# START OF QUOTED PASSAGE
@@ -741,9 +741,15 @@ static DEFINE_PER_CPU(unsigned long, cpu_tsc_multiplier);
static DEFINE_PER_CPU(int, cpu_tsc_shift);
static DEFINE_PER_CPU(s64, cpu_tsc_offset);
static DEFINE_PER_CPU(u64, cpu_tsc_measure_base);
+static DEFINE_PER_CPU(atomic_t, cpu_tsc_synchronized);
static int tsc_base_cpu = -1;
static unsigned long ref_tsc_khz;
+static inline int cpu_is_tsc_synchronized(int cpu)
+{
+ return (atomic_read(&per_cpu(cpu_tsc_synchronized, cpu)) != 0);
+}
+
static inline unsigned long div_precise(unsigned long hi, unsigned long lo,
unsigned long divisor, unsigned long *rptr)
{
@@ -923,6 +929,7 @@ static void kvm_sync_tsc(void *cpup)
accumulator -= delta[i+SYNC_TRIES];
accumulator = accumulator / (SYNC_TRIES*2-12);
per_cpu(cpu_tsc_offset, new_cpu) = accumulator;
+ atomic_set(&per_cpu(cpu_tsc_synchronized, new_cpu), 1);
pr_debug("%s: OUT, cpu = %d, cpu_tsc_offset = %lld, cpu_tsc_multiplier=%ld, cpu_tsc_shift=%d\n", __func__, raw_smp_processor_id(), per_cpu(cpu_tsc_offset, new_cpu), per_cpu(cpu_tsc_multiplier, new_cpu), per_cpu(cpu_tsc_shift, new_cpu));
}
local_irq_restore(flags);
@@ -931,6 +938,11 @@ static void kvm_sync_tsc(void *cpup)
static void kvm_do_sync_tsc(int cpu)
# END OF QUOTED PASSAGE
# START OF ENTRIES
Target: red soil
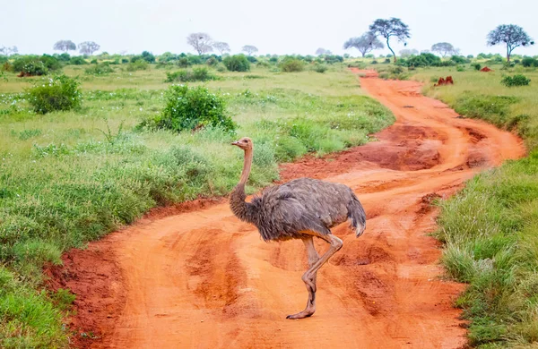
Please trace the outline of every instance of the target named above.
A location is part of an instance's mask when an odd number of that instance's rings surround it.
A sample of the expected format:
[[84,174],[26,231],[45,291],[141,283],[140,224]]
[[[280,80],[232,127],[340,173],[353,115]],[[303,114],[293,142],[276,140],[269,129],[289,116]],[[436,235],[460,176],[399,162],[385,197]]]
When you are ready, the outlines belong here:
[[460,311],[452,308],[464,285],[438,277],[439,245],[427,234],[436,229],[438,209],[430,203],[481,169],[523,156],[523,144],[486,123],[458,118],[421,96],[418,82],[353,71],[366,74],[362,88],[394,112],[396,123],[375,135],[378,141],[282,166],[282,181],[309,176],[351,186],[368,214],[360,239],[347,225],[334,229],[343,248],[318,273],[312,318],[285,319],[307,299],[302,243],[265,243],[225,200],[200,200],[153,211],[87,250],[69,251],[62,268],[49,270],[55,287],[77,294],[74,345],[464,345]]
# END OF ENTRIES
# START OF ENTRIES
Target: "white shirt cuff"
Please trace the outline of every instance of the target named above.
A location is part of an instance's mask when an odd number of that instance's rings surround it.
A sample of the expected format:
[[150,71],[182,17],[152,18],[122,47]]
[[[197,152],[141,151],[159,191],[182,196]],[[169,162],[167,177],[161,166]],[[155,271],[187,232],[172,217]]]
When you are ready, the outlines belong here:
# END OF ENTRIES
• TO BE DONE:
[1] In the TSC synchronization patch, what value does kvm_sync_tsc atomically store in cpu_tsc_synchronized for the new CPU?
[2] Continue the TSC synchronization patch from its last line.

• RESPONSES TO THE TASKS:
[1] 1

[2]
{
spin_lock(&kvm_tsc_lock);
+
+ /* tsc_base_cpu can change without tsc_lock, so recheck */
+ if (unlikely(cpu == tsc_base_cpu))
+ goto out_unlock;
+
if (raw_smp_processor_id() != tsc_base_cpu) {
smp_call_function_single(tsc_base_cpu, kvm_sync_tsc,
(void *)&cpu, 0);
@@ -940,6 +952,8 @@ static void kvm_do_sync_tsc(int cpu)
smp_call_function_single(tsc_base_cpu, kvm_sync_tsc,
(void *)&cpu, 1);
}
+
+out_unlock:
spin_unlock(&kvm_tsc_lock);
}
@@ -1656,7 +1670,6 @@ out:
void kvm_arch_vcpu_load(struct kvm_vcpu *vcpu, int cpu)
{
kvm_x86_ops->vcpu_load(vcpu, cpu);
- BUG_ON(per_cpu(cpu_tsc_khz, cpu) == 0);
kvm_request_guest_time_update(vcpu);
}
@@ -3461,11 +3474,46 @@ int kvm_emulate_pio_string(struct kvm_vcpu *vcpu, int in,
}
EXPORT_SYMBOL_GPL(kvm_emulate_pio_string);
-static void bounce_off(void *info)
+static void evict(void *info)
{
/* nothing */
}
+static struct execute_work resync_work;
+static int work_scheduled;
+
+static void resync_user(struct work_struct *work)
+{
+ int cpu;
+
+ work_scheduled = 0;
+ for_each_online_cpu(cpu)
+ if (cpu != tsc_base_cpu)
+ kvm_do_sync_tsc(cpu);
+}
+
+static void resync(void *info)
+{
+ int cpu;
+ u64 tsc;
+
+ /* Fixup our own values to stay in sync with the reference */
+ cpu = raw_smp_processor_id();
+ tsc = compute_ref_tsc(cpu);
+ per_cpu(cpu_tsc_measure_base, cpu) = native_read_tsc();
+ per_cpu(cpu_tsc_offset, cpu) = tsc;
+ compute_best_multiplier(ref_tsc_khz, per_cpu(cpu_tsc_khz, cpu),
+ &per_cpu(cpu_tsc_multiplier, cpu),
+ &per_cpu(cpu_tsc_shift, cpu));
+ atomic_set(&per_cpu(cpu_tsc_synchronized, cpu), 1);
+
+ /* Then, get everybody else on board */
+ if (!work_scheduled) {
+ work_scheduled = 1;
+ execute_in_process_context(resync_user, &resync_work);
+ }
+}
+
static int kvmclock_cpufreq_notifier(struct notifier_block *nb, unsigned long val,
void *data)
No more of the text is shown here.